§ Exercise: Output all the data below verbatim.

[Start of section]

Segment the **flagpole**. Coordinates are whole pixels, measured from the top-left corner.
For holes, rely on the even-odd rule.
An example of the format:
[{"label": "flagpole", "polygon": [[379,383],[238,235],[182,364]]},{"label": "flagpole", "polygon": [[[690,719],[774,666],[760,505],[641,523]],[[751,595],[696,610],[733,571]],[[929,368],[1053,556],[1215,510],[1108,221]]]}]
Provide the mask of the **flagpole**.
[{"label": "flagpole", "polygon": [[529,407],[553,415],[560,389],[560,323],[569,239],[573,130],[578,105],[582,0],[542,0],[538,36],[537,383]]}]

[End of section]

§ Solution below:
Segment the **flagpole**. Coordinates are whole pixels, measured from the top-left corner.
For holes, rely on the even-odd rule.
An example of the format:
[{"label": "flagpole", "polygon": [[379,383],[238,235],[182,364]]},{"label": "flagpole", "polygon": [[[690,719],[774,666],[760,505],[641,523]],[[751,595],[696,610],[733,571]],[[929,368],[1053,556],[1215,510],[1108,221]]]}]
Provide the mask of the **flagpole**.
[{"label": "flagpole", "polygon": [[529,407],[553,415],[560,389],[560,323],[569,239],[573,130],[578,105],[582,0],[542,0],[538,36],[537,383]]}]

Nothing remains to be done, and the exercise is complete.